**EXERCISE DATA**
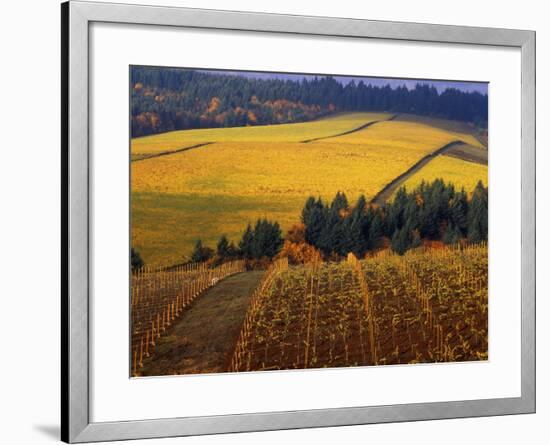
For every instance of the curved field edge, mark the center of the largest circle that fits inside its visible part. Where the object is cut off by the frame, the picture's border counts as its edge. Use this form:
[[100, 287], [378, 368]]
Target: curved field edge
[[462, 173], [296, 132]]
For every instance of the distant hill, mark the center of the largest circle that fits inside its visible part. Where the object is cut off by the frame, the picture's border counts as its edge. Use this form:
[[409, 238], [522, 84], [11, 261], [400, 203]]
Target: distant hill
[[166, 99]]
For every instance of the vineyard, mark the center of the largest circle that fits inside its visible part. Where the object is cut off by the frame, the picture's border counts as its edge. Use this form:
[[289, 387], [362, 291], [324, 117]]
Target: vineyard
[[160, 295], [430, 305]]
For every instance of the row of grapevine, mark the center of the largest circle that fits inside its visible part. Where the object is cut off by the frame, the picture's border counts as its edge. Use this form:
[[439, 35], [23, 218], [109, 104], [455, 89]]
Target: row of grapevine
[[158, 296], [429, 305], [308, 317], [254, 305]]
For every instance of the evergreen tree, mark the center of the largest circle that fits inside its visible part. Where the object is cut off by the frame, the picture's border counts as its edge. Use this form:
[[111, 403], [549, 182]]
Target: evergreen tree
[[375, 231], [340, 202], [459, 212], [478, 214], [358, 228], [400, 241], [452, 235], [314, 218], [246, 243]]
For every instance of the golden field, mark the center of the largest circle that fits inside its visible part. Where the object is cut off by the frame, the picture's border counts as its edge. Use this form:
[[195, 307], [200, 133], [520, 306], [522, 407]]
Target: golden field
[[265, 171], [329, 126], [463, 174]]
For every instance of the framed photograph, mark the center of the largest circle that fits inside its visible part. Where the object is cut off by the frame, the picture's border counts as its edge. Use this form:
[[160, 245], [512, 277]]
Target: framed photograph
[[275, 222]]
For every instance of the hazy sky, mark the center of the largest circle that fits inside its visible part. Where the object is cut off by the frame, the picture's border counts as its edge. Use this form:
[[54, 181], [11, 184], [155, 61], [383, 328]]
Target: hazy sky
[[441, 85]]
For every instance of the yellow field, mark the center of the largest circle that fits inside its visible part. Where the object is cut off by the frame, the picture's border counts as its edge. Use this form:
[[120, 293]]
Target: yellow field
[[329, 126], [254, 172], [463, 131], [461, 173], [404, 135]]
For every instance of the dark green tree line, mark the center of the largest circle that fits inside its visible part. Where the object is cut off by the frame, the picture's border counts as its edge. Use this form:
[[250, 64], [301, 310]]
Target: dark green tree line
[[165, 99]]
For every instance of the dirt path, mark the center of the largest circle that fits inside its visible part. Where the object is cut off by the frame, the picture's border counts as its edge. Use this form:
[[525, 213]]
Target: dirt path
[[362, 127], [383, 195], [203, 338], [169, 152]]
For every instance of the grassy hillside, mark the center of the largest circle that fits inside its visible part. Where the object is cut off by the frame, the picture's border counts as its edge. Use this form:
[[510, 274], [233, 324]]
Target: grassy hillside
[[461, 173], [266, 171], [329, 126]]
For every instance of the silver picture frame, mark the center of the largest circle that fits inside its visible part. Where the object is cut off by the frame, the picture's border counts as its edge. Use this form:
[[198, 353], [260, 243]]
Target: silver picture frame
[[75, 413]]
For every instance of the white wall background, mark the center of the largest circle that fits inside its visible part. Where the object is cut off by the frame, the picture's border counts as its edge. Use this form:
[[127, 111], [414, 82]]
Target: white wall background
[[29, 221]]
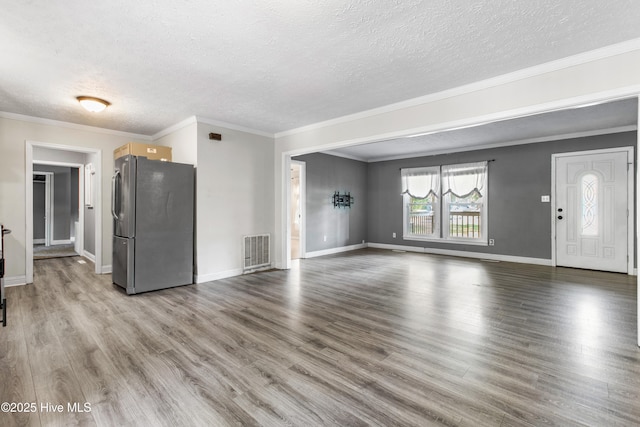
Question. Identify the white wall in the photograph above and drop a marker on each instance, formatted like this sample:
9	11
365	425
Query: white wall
594	76
14	132
234	198
183	142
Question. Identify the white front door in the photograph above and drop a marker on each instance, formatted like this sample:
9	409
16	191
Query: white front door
591	211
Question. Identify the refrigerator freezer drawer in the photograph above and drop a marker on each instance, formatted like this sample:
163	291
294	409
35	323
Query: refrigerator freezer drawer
122	270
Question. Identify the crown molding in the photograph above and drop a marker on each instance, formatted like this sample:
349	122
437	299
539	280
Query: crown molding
573	135
198	119
174	128
232	126
547	67
74	126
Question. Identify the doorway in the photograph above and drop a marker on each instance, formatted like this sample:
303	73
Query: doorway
593	210
71	157
297	209
56	210
42	189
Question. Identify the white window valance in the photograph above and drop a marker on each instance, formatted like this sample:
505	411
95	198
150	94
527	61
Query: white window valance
464	180
421	183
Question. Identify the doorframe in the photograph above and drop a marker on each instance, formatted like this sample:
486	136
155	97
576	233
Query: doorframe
29	146
303	207
48	205
630	200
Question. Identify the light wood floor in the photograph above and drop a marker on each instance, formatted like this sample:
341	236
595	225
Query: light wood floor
370	337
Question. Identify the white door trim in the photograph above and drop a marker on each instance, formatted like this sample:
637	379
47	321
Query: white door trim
303	204
29	146
630	197
48	206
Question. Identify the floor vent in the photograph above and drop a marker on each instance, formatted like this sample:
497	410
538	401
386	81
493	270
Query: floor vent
257	252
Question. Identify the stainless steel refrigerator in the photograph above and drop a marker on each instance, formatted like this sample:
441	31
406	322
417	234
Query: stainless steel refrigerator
152	207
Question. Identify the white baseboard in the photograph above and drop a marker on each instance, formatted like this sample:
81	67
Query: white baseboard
465	254
61	242
15	281
335	250
201	278
88	255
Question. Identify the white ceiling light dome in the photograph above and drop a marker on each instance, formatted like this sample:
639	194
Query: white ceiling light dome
95	105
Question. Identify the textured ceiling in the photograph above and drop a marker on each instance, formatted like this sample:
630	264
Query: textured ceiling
274	65
619	114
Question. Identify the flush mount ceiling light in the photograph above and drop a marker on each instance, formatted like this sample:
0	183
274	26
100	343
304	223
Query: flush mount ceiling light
95	105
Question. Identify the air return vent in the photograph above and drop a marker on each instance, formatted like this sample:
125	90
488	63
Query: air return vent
256	252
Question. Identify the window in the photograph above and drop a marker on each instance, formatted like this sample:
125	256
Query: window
446	203
421	189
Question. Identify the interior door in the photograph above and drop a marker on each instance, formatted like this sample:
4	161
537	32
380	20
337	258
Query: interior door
591	211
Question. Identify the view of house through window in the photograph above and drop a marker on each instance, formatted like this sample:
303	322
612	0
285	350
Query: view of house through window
446	203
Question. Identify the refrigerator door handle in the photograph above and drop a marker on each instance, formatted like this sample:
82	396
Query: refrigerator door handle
114	179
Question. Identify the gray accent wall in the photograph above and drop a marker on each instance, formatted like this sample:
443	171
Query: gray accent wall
519	222
342	227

**TO DO**
Rewrite all the records above, changing "golden field" to "wheat field" everywhere and keeping everything else the same. Leave out the pictures.

**TASK ANSWER**
For every instance of the curved field edge, mark the center of the largest circle that fits inside its visible part. Where the object is cut off by the frame, the picture's border counts as its edge. Use this form:
[[100, 287], [378, 368]]
Target: curved field edge
[[462, 173], [296, 132]]
For every instance of the distant hill, mark the center of the largest circle that fits inside its visible part. Where the object is cut off by the frame, the picture's border counts as its edge. Use this form:
[[409, 238], [522, 84], [11, 261], [400, 203]]
Target: distant hill
[[166, 99]]
For every instance of the vineyard, mark the center of the largest circle that fits inside its visible part. Where the object is cut off by the frame, the picture's border counts as its edge. Use this form:
[[289, 387], [362, 291], [324, 117]]
Target: vineyard
[[160, 295], [430, 305]]
For every instance of the row of grapevine, mark the center of the largest circle that fits inside its visible part. Where the object is cut off by the frame, the picture's border counts as its edge. Use this form:
[[439, 35], [23, 218], [109, 104], [455, 89]]
Target: row of grapevine
[[158, 296], [429, 305], [308, 317], [254, 305]]
For every instance of the evergreen tree, mark the center of the largest circle that fits inside its visible part. Where the object is cut off by the frame, the picture's border counts as its edge. Use this form:
[[111, 403], [549, 182]]
Target: evergreen tree
[[375, 231], [340, 202], [459, 212], [478, 214], [358, 228], [400, 241], [452, 235], [314, 218], [246, 243]]
For every instance of the wheat field, mark the center of the largest circle that fits inside its visible part. Where the object is cut off by the frame, the picture's border counts as its edge. Use this form:
[[195, 307], [200, 133], [520, 306], [522, 407]]
Target: wheat field
[[265, 171], [329, 126], [463, 174]]
For every instance of the framed photograph, mark the center of the largest circle that fits inside its visible part. Where the object is cut off by the frame, the picture's border counts as its edge. Use this form:
[[160, 245], [512, 277]]
Target: framed photograph
[[275, 222]]
For every instance of the hazy sky, mark the center of the largest circle that fits inside its visible part. Where the object is cut off by the frame, the picture's border counts as its edge. Use this form:
[[54, 181], [11, 184], [155, 61], [383, 328]]
Target: hazy sky
[[441, 85]]
For every instance of the yellow field, mark the center of the largest circle that fits inside its visible part. Where the object is cut off by the frame, the picture's border counts as its edge. Use this form:
[[120, 293]]
Target: yellow field
[[329, 126], [254, 172], [463, 131], [461, 173], [404, 135]]
For every instance of the dark green tree line, mark the center of the largest circle that fits inside its visible part. Where the object is cut off by the frame, the picture's border counts as its edge. Use this form:
[[250, 64], [301, 310]]
Target: dark green tree line
[[165, 99]]
For every instance of the dirt path, mark the center of the largest circle that fits inside its visible part. Where the object is cut off by the frame, the picture's border counts as its edge. Use this form:
[[525, 213]]
Target: dirt path
[[362, 127], [383, 195], [203, 338], [169, 152]]
For every instance of the grassy hillside, mark the center of the largest circle that fits inside its visible part. Where the object is cut off by the frame, the picture's border counts as its edge. Use this form:
[[510, 274], [233, 324]]
Target: grassy hillside
[[461, 173], [266, 171], [329, 126]]
For every instance of the silver picture frame, mark the center of the largest circle that fits inside its visible part. Where the object is cut off by the frame, the picture's border counts as its edge. Use this form:
[[198, 353], [260, 243]]
Target: silver picture frame
[[75, 413]]
For every instance of the white wall background, mark the center of the largest circle that fits inside its visible part. Where the object is cut off by the frame, the picture's border counts as its edge. Use this form:
[[127, 111], [414, 82]]
Target: white wall background
[[29, 221]]
Question. Identify the white wall in the photograph above and drop a marker on each instance, formatted like this sample:
9	11
365	425
Query: white wall
594	76
14	132
234	198
183	142
Question. Identify the white front door in the photograph above and drop a marker on each instance, formatted like this sample:
9	409
16	191
Query: white front door
591	211
Question. Identify the refrigerator freezer drawer in the photograph above and drop a marker on each instance, formatted like this sample:
163	291
294	409
35	323
Query: refrigerator freezer drawer
122	270
Question. Identify the crown molding in the photograph above and drop a marker on each instance, formatted like this sample:
349	122
437	299
539	280
Query: crown molding
573	135
198	119
174	128
232	126
547	67
74	126
Question. Identify the doorway in the photograph above and drop a marker on each instance, formatted like this sample:
303	73
Query: doorway
593	210
71	157
297	209
56	210
42	189
Question. Identify the white window valance in the photograph above and drop a marker on each instance, formatted like this sample:
505	411
95	198
150	94
527	61
Query: white window valance
464	180
421	183
Question. Identify the doorframe in the photograph above and drop a marker on each instance, formatted like this sample:
486	136
155	97
576	233
Query: doorframe
29	146
303	207
48	205
630	200
Question. Identify the light wood floor in the photograph above and drop a marker on each instance, formatted like this sample:
341	236
595	225
Query: light wood floor
370	337
Question. Identify the white door trim in the photograph above and drop a marker on each instance, formatted like this sample:
637	379
47	321
Query: white door trim
303	204
29	146
630	197
48	206
Question. Identify the floor vent in the photograph above and drop a marker on each instance, formatted like this sample:
497	410
538	401
386	81
493	270
Query: floor vent
257	252
Question. Identify the stainless steel refrigerator in the photograph above and drop a marker on each instance, formatted like this sample:
441	31
406	322
417	234
Query: stainless steel refrigerator
152	207
Question. Identify the white baseboard in the photograph above and drop a marker on each instance, formatted like this sample:
81	67
Query: white baseboard
465	254
61	242
15	281
335	250
201	278
88	255
Question. Identify the white ceiling light dome in the photograph above and drop a marker on each instance, formatted like this sample:
639	194
Query: white ceiling light dome
95	105
Question. Identify the textured ceiling in the photograph above and drop a marker on each instance, formatted like this sample:
630	264
Query: textured ceiling
274	65
619	114
Question. Identify the flush mount ceiling light in the photograph above and drop a marker on each instance, formatted like this sample:
0	183
274	26
100	343
304	223
Query: flush mount ceiling light
95	105
Question. Identify the air return vent in the photograph above and drop a marker on each instance, formatted like this sample:
125	90
488	63
Query: air return vent
256	252
Question. Identify the window in the photograph above and drop a marker on each instance, formatted like this sample:
125	256
Query: window
446	203
421	189
Question. Identify the interior door in the photograph above and drop a marker on each instance, formatted like this sample:
4	161
537	32
380	20
337	258
Query: interior door
591	211
Question. Identify the view of house through window in the photograph above and drop a marker on each instance, formatted like this sample:
303	322
612	0
285	350
Query: view of house through window
446	203
Question. Identify the refrigerator door handle in the photograph above and drop a marker on each instance, formatted like this sample:
82	396
Query: refrigerator door handle
114	179
Question. Identify the gray accent wall in the photograph above and drop a marker on each instance, formatted like this sample:
443	171
Query: gray accent wall
519	222
342	227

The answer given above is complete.